◆ **Stored data**:
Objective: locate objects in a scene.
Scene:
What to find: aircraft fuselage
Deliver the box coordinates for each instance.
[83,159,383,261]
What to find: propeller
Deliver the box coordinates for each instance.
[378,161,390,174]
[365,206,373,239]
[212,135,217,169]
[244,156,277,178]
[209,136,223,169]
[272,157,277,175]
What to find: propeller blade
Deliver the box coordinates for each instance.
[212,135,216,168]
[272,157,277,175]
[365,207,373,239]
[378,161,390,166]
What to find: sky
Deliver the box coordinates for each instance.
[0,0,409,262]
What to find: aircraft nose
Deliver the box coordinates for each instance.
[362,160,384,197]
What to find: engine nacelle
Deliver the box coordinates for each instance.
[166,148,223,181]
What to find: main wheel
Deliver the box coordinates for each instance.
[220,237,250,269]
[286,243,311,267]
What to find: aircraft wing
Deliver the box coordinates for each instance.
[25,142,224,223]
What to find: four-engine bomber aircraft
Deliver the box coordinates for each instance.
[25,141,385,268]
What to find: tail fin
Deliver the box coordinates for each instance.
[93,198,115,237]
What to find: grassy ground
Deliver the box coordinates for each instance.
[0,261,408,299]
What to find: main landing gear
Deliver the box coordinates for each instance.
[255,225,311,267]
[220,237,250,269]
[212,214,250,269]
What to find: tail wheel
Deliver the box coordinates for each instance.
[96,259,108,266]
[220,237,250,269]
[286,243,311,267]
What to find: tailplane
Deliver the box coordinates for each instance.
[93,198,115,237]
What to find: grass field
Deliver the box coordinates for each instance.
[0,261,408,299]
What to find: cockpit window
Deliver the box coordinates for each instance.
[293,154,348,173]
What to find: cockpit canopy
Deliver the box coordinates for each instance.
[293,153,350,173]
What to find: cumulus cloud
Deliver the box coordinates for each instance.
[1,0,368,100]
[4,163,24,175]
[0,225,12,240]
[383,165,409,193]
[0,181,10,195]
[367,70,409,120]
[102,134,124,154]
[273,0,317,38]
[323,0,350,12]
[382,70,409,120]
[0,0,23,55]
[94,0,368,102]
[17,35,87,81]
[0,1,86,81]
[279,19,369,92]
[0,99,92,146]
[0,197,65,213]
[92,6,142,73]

◆ **Problem**: Give back the entire listing verbatim.

◆ **Your solution**:
Objective: locate objects in a scene.
Scene:
What to find: aircraft fuselage
Deliver the box coordinates for each instance.
[83,159,383,261]
What to find: propeller
Deliver the box coordinates for each instance.
[378,161,390,174]
[365,206,373,239]
[212,135,217,169]
[244,156,277,178]
[209,136,223,169]
[272,157,277,175]
What to find: propeller blade
Deliver the box coordinates for each instance.
[212,135,216,168]
[272,157,277,175]
[365,207,373,239]
[378,161,390,166]
What to find: sky
Deliver the box coordinates for each instance.
[0,0,409,262]
What to find: aircraft nose
Deliver the box coordinates for each instance.
[362,160,384,197]
What to find: engine nacelle
Deliver the box coordinates for each instance.
[166,148,223,181]
What to find: main wheel
Deliver the box coordinates for each instance.
[220,237,250,269]
[286,243,311,267]
What to find: aircraft wing
Deliver the box coordinates for each instance.
[25,142,224,223]
What to find: four-engine bomber aircraft
Deliver the box coordinates for each instance.
[25,141,385,268]
What to find: tail fin
Deliver the box coordinates for each instance.
[93,198,115,237]
What to find: grassy ground
Deliver the box coordinates for each instance.
[0,261,408,299]
What to find: main landing gear
Deliver the box coordinates for each instance.
[255,225,311,267]
[220,237,250,269]
[212,214,250,269]
What to find: tail wheel
Deliver the box coordinates for each instance.
[96,259,108,266]
[220,237,250,269]
[286,243,311,267]
What to find: tailplane
Deliver the box coordinates for each instance.
[93,198,115,237]
What to find: grass field
Deliver the box coordinates for each instance.
[0,261,408,299]
What to find: cockpit window
Deliver the box coordinates for each instance.
[293,154,348,173]
What to find: cockpit canopy
Deliver the box coordinates for each instance.
[293,153,350,173]
What to find: cumulus cloud
Deliver the box coordinates for each instance.
[1,0,368,100]
[4,163,24,175]
[0,225,12,240]
[383,165,409,193]
[0,181,10,195]
[367,70,409,120]
[102,134,124,154]
[273,0,317,38]
[323,0,350,12]
[382,70,409,120]
[0,0,23,55]
[94,0,368,102]
[17,35,87,81]
[0,1,86,81]
[279,19,369,92]
[0,99,92,146]
[0,197,65,213]
[92,6,142,73]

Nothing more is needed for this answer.